=== Passage to read ===

As we know, Bell number can be given using two formula
$B_N=\sum_{k=0}^{N-1}C_{N-1}^{k}B_k$ (recursive)
$B_N=e^{-1}\sum_{k=0}^{\infty}\frac{k^N}{k!}$ (Dobinski's formula)
Now I want to substitute Dobinski's formula into recursive one to validate it is valid.
Here is what I do
$$ \begin{align} B_N&=\sum_{k=0}^{N-1}C_{N-1}^{k}B_k \\ &=\sum_{k=0}^{N-1}C_{N-1}^{k}(e^{-1}\sum_{i=0}^{\infty}\frac{i^k}{i!}) \\ &=e^{-1}\sum_{i=0}^{\infty}\frac{1}{i!}(\sum_{k=0}^{N-1}C_{N-1}^{k}i^k) \\ &=e^{-1}\sum_{i=0}^{\infty}\frac{(i+1)^{N-1}}{i!} \\ &=e^{-1}\sum_{i=0}^{\infty}\frac{(i+1)^N}{(i+1)!} \\ &=e^{-1}\sum_{k=0}^{\infty}\frac{(k+1)^N}{(k+1)!} \\ ?&=e^{-1}\sum_{k=0}^{\infty}\frac{k^N}{k!} \end{align} $$
But I have no idea how to deal with the line with a question sign? Thank you very much!
Thanks for the clarification given in the comments, using $$j = k + 1$$ and $$\frac{0^N}{0!}=0$$, we have $$ \begin{align} &=e^{-1}\sum_{k=0}^{\infty}\frac{(k+1)^N}{(k+1)!} \\ &=e^{-1}\sum_{j=1}^{\infty}\frac{j^N}{j!} \\ &=e^{-1}(0 + \sum_{j=1}^{\infty}\frac{j^N}{j!}) \\ &=e^{-1}\sum_{k=0}^{\infty}\frac{j^N}{j!} \\ &=e^{-1}\sum_{k=0}^{\infty}\frac{k^N}{k!} \\ &=B_N \end{align} $$

=== Data excerpt ===

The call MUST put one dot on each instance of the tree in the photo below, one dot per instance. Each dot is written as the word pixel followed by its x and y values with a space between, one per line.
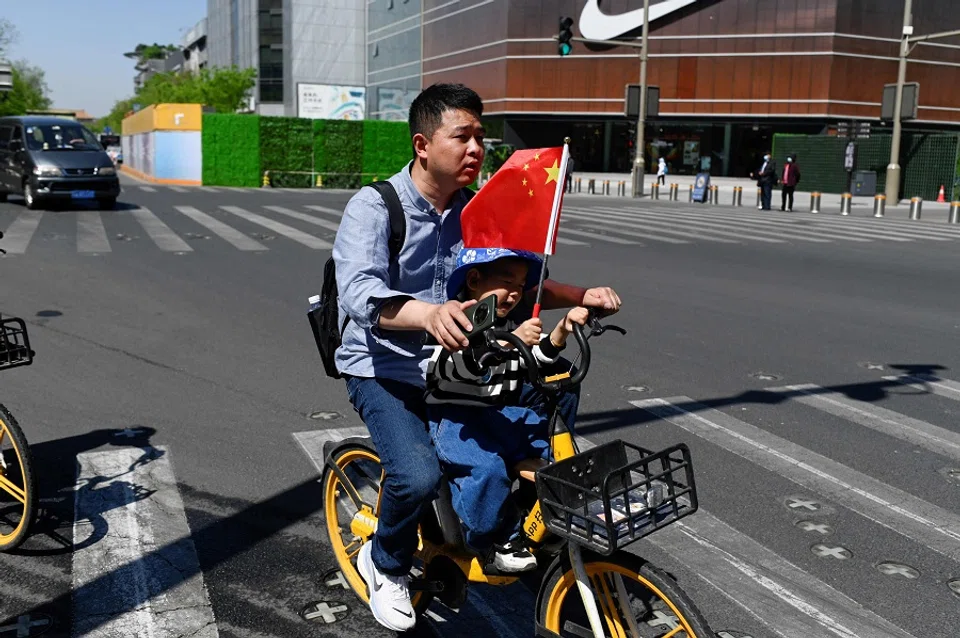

===

**To do:**
Can you write out the part of the Bell number post that opens with the words containing "As we know, Bell" and closes with "it is valid."?

**Solution to this exercise:**
As we know, Bell number can be given using two formula
$B_N=\sum_{k=0}^{N-1}C_{N-1}^{k}B_k$ (recursive)
$B_N=e^{-1}\sum_{k=0}^{\infty}\frac{k^N}{k!}$ (Dobinski's formula)
Now I want to substitute Dobinski's formula into recursive one to validate it is valid.